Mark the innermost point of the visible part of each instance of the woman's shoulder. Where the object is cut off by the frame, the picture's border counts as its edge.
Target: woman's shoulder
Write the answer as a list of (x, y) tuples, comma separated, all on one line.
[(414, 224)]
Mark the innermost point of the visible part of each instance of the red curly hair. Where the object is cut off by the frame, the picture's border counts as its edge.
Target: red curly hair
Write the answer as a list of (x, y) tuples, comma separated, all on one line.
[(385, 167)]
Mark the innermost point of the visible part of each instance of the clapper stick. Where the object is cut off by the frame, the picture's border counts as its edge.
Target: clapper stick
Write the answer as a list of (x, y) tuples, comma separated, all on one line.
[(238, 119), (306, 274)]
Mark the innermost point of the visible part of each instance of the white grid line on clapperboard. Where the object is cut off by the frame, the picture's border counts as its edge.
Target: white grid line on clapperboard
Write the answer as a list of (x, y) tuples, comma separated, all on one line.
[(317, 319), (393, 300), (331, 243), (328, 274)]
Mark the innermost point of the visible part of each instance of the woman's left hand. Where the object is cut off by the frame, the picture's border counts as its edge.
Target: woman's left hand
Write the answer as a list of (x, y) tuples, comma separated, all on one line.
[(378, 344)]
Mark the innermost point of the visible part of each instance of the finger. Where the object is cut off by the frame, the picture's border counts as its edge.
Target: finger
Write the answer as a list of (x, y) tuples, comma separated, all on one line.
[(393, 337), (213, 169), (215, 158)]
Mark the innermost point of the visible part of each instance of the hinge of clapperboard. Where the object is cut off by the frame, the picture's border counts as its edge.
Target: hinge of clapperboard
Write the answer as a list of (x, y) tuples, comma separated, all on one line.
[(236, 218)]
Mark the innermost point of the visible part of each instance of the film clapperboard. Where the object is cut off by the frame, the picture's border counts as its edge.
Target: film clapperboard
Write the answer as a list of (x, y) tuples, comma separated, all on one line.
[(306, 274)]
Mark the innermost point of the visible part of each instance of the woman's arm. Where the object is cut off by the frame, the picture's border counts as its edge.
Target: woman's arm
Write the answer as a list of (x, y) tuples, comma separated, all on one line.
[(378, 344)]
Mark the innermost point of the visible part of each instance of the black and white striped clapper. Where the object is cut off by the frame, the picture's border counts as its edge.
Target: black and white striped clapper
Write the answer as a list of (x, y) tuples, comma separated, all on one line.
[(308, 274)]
• • • •
§ **Instructions for the task**: Where a line of the material holds the word "hand", copy that line.

§ **Solution below**:
Mark the innermost point of the visible part of each instance of the woman's left hand. Where the object is cut off by the frame, the picture's border counts as its edge.
Target: woman's left hand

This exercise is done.